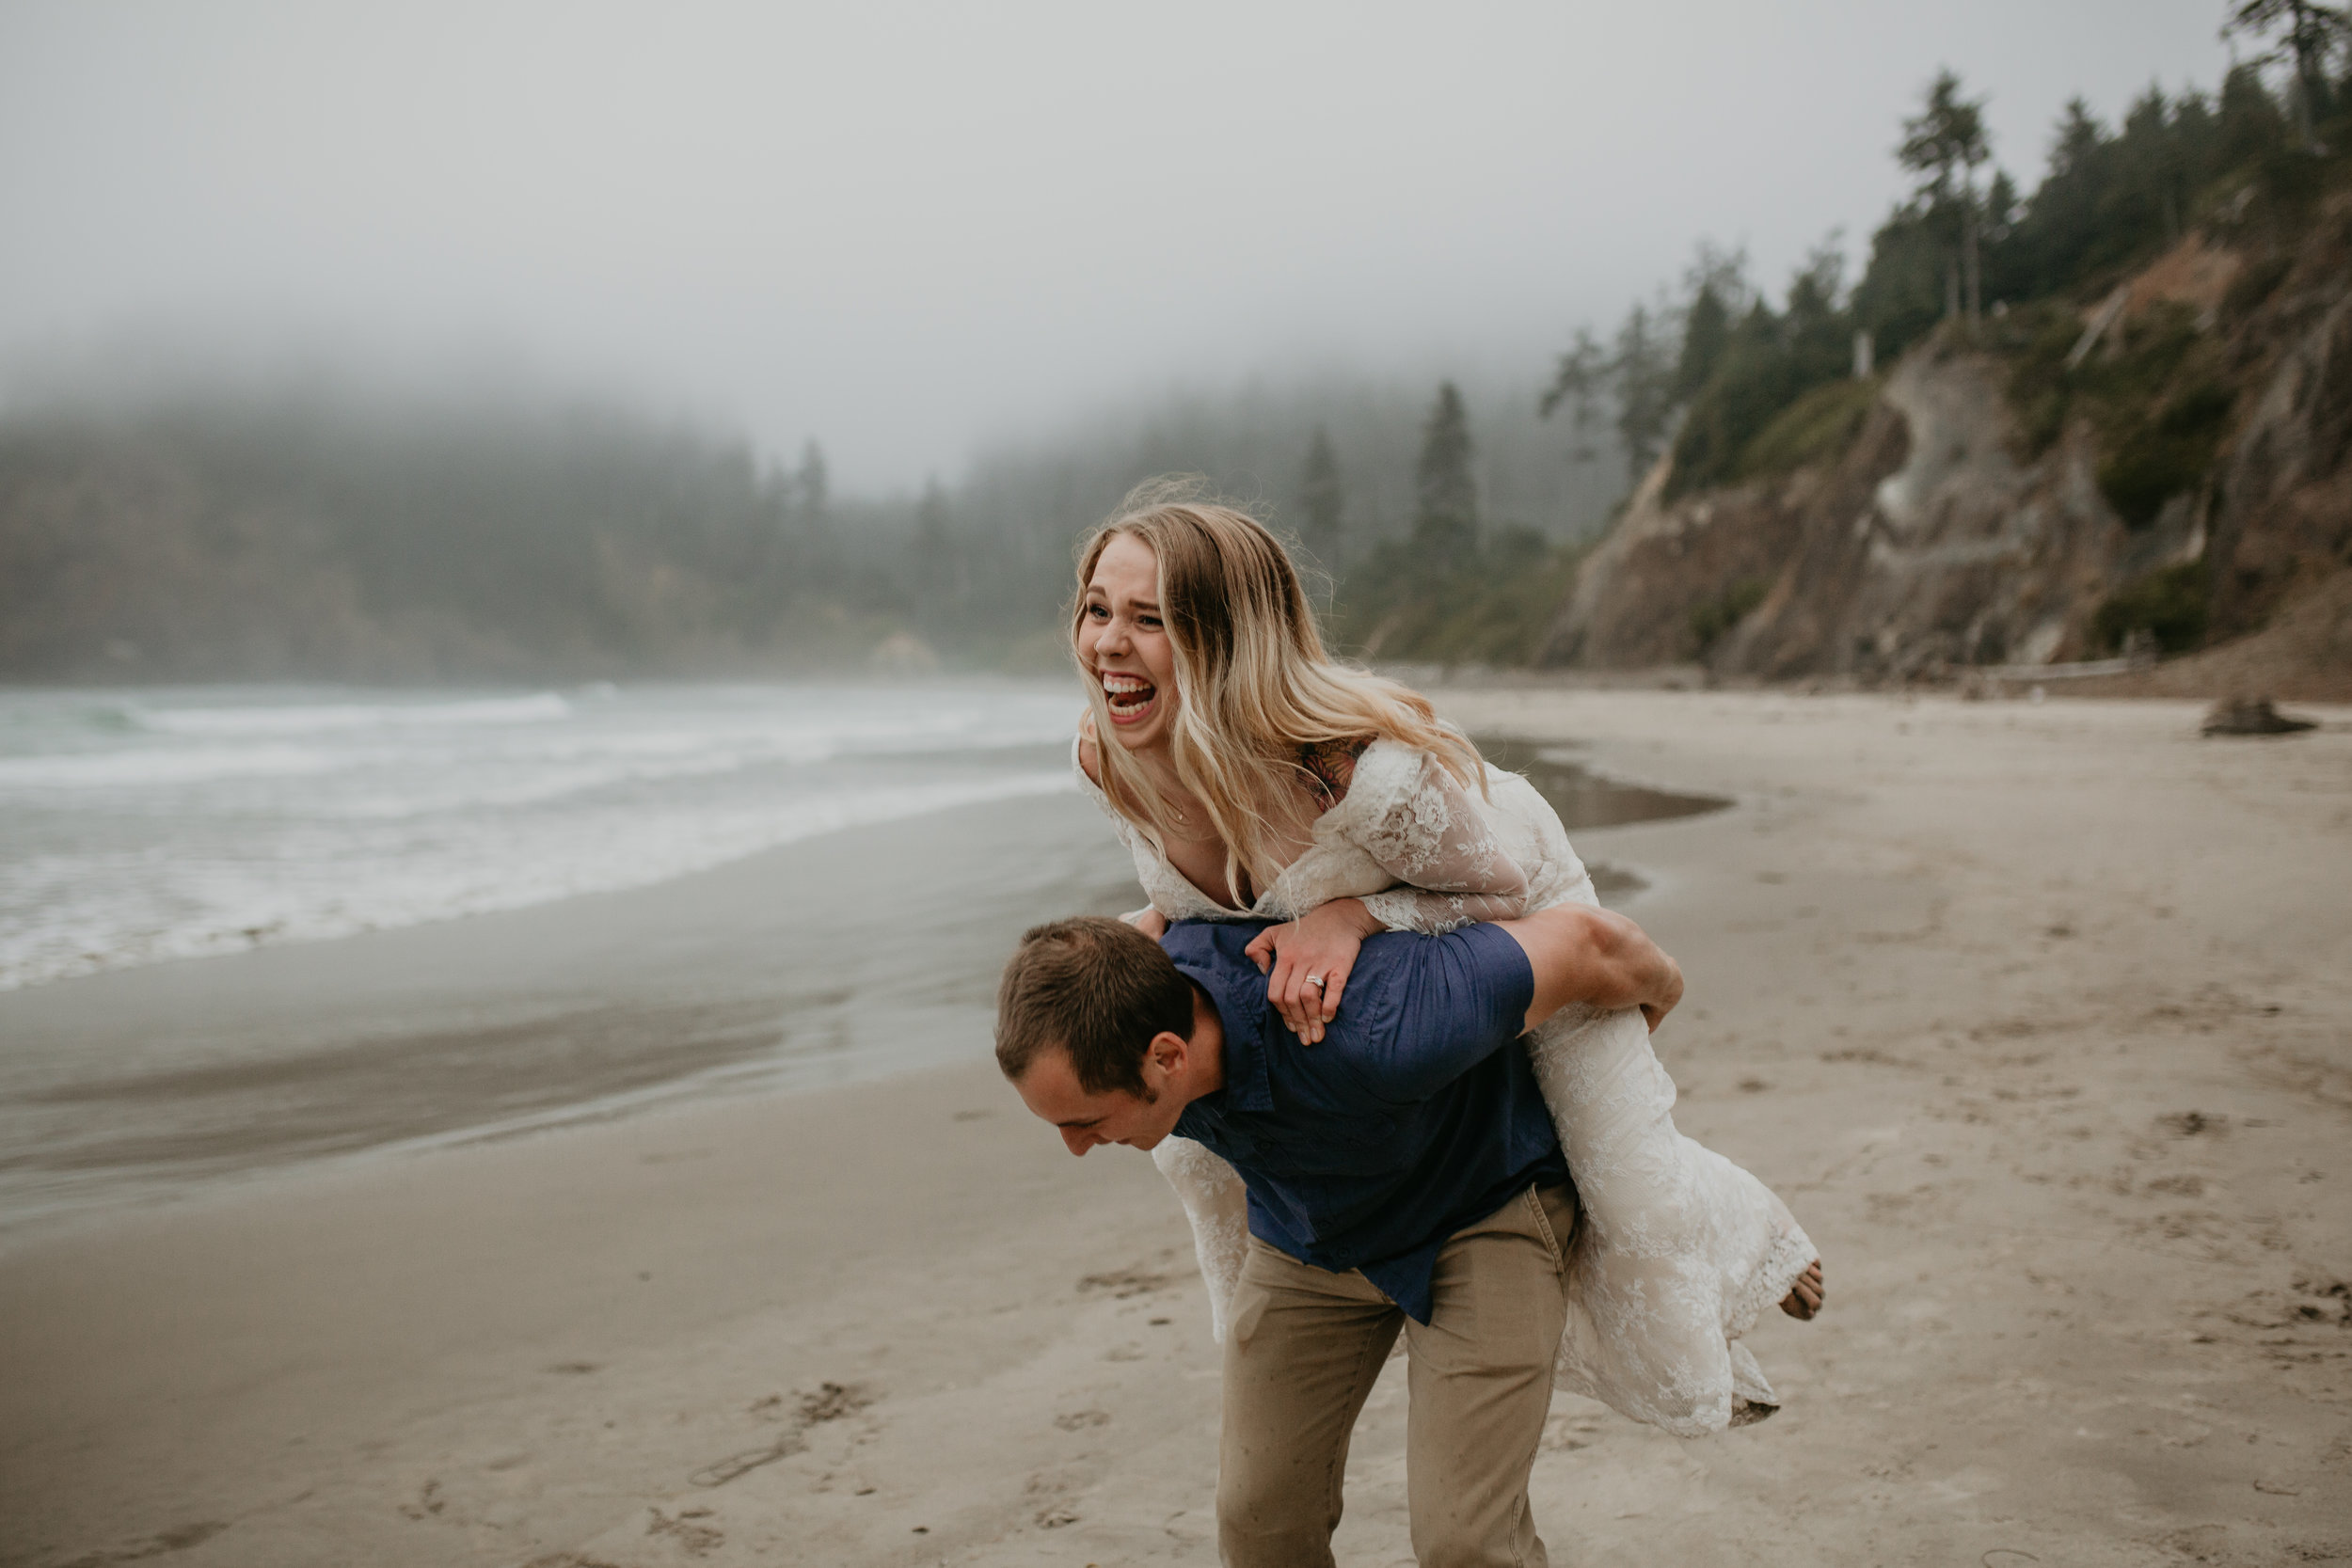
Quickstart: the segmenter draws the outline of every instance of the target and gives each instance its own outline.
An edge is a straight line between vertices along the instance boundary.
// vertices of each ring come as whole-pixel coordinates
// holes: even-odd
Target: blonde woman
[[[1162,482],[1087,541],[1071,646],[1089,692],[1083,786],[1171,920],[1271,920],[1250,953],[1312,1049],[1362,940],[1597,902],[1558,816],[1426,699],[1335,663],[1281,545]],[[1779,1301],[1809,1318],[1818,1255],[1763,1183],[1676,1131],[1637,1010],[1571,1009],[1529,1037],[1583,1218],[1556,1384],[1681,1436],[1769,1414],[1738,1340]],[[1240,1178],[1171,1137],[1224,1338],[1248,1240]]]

● ● ● ● ●

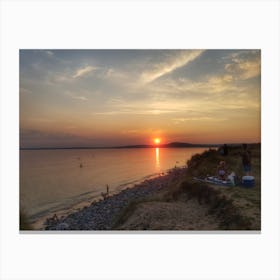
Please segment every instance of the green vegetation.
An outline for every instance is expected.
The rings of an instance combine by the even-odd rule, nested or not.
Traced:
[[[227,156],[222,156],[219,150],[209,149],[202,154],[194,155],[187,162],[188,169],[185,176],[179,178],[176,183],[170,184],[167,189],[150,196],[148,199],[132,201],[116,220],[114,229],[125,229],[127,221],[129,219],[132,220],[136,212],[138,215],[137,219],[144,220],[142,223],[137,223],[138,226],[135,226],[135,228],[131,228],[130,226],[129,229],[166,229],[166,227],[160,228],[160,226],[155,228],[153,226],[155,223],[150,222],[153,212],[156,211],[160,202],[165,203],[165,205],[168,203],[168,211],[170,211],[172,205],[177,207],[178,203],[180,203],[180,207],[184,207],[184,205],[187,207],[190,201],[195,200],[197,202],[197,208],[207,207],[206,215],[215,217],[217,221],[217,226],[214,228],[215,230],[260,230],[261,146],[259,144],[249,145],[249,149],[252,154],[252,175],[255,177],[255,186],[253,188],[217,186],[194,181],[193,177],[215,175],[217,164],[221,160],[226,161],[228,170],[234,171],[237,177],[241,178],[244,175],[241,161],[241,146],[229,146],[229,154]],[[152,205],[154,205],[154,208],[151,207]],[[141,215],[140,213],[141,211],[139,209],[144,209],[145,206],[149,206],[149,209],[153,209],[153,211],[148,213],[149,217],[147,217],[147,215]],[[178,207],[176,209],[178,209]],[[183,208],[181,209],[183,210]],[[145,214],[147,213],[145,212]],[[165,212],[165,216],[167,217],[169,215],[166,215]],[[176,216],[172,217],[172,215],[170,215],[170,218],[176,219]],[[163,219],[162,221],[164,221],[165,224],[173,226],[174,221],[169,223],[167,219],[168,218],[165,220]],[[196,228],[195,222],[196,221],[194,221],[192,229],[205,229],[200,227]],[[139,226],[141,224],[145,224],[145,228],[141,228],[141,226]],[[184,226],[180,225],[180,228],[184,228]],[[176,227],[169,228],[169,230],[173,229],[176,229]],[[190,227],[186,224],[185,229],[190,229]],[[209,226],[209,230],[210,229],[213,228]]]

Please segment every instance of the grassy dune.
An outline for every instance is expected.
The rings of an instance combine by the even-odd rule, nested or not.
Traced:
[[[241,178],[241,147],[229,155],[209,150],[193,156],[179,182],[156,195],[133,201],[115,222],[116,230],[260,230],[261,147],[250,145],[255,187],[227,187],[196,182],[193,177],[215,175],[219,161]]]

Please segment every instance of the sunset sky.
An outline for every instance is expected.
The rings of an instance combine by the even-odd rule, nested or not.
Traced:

● ● ● ● ●

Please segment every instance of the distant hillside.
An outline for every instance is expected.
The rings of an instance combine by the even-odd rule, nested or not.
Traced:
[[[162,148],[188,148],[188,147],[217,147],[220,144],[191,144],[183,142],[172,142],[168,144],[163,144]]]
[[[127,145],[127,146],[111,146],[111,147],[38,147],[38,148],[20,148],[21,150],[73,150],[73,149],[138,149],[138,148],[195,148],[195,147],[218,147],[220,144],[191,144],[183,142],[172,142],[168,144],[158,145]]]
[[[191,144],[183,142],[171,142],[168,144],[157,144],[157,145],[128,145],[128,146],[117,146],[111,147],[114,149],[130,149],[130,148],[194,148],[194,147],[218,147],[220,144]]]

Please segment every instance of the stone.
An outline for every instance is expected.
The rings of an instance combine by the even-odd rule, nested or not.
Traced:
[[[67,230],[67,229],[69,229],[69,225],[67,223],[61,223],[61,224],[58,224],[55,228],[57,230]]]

● ● ● ● ●

#### Your objective
Search the data and copy each line containing "vertices".

#### Answer for this exercise
An edge is a straight line between vertices along the instance boundary.
// vertices of each ring come as whole-pixel coordinates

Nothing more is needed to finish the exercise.